▸ **REQUIREMENTS**:
**a.** According to the RCSLS notice, what share of the outstanding Nominal Value must the 2011/2019 RCSLS Holders signing a written resolution hold for it to be valid?
**b.** Echo the RCSLS notice between "(b) Proposed Variation" and "a typographical error.", inclusive.
**c.** Proceed with the RCSLS notice from the point where it stops.

B. Proposed Exclusion of Assignment of Project Contracts
The management of PMI has confirmed that all the transactions contemplated under the contracts entered into by PMI in relation to the Project and assigned to the Security Agent (for the benefit of the 2011/2019 RCSLS Holders, the Phase 2A Syndicated Lenders and the Phase 2B Syndicated Lenders), have been completed and PMI has no subsisting contracts in relation to the Project. Such being the case, it is not necessary for the Assignment of Project Contracts to be part of the 2011/2019 RCSLS Securities upon the Phase 2A Syndicated Lenders and the Phase 2B Syndicated Lenders being fully repaid with the proceeds from the Proposed Refinancing. The Proposed Exclusion of Assignment of Project Contracts would not adversely impact the security package of the 2011/2019 RCSLS because the subject matters of the Assignment of Project Contracts no longer subsist.
C. Proposed Variation
(a) Proposed Variation 1 is to cater for the opening and maintenance of other bank accounts by PMB for its operation purposes.
(b) Proposed Variation 2 is necessary to align the vote count on a poll with the denomination of the 2011/2019 RCSLS traded on Bursa Malaysia Securities Berhad ("Bursa Securities"). This would allow the2011/2019 RCSLS Holders with less than Ringgit Malaysia One Million (RM1,000,000.00) Nominal Value of 2011/2019 RCSLS to be able to vote on a poll.
(c) Proposed Variation 3 is to rectify a typographical error.
APPROVALS REQUIRED
Pursuant to Paragraph 23 of Schedule 5 of the Trust Deed, a resolution in writing signed by or on behalf of the 2011/2019 RCSLS Holders holding not less than seventy five per cent (75%) of the Nominal Value of the outstanding 2011/2019 RCSLS shall for all purposes be as valid and effective as a resolution passed at a meeting of the 2011/2019 RCSLS Holders duly convened and held. Such resolution in writing may be contained in one document or in several documents in like form, each signed by or on behalf of one or more 2011/2019 RCSLS Holders.

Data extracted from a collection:
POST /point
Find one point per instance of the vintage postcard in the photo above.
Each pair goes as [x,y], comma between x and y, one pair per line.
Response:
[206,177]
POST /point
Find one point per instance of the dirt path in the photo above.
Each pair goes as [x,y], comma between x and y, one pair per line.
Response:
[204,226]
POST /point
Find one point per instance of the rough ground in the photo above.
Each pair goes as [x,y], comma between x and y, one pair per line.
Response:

▸ **WRITTEN ANSWERS**:
**a.** Not less than seventy five per cent (75%) of the Nominal Value of the outstanding 2011/2019 RCSLS.

**b.**
(b) Proposed Variation 2 is necessary to align the vote count on a poll with the denomination of the 2011/2019 RCSLS traded on Bursa Malaysia Securities Berhad ("Bursa Securities"). This would allow the2011/2019 RCSLS Holders with less than Ringgit Malaysia One Million (RM1,000,000.00) Nominal Value of 2011/2019 RCSLS to be able to vote on a poll.
(c) Proposed Variation 3 is to rectify a typographical error.

**c.**
PMB is now seeking approval from the 2011/2019 RCSLS Holders by way of circulation instead of convening a meeting. A copy of the Explanatory Statement together with the Circular Resolutions in Writing to be passed by the 2011/2019 RCSLS Holders in accordance with Paragraph 23 of Schedule 5 of the Trust Deed will be despatched to the 2011/2019 RCSLS Holders on 2 June 2014, Monday. 2011/2019 RSCLS Holders are required to indicate their decision on the Extraordinary Resolutions by completing the circular resolution attached to the Explanatory Statement. The circular resolution duly signed must be returned by 23 June 2014 ("Closing Date") to the share registrar of PMB ("Share Registrar") at:
Tricor Investor Services Sdn Bhd Level 17, The Gardens NorthTower, Mid Valley City, Lingkaran Syed Putra, 59200 Kuala Lumpur.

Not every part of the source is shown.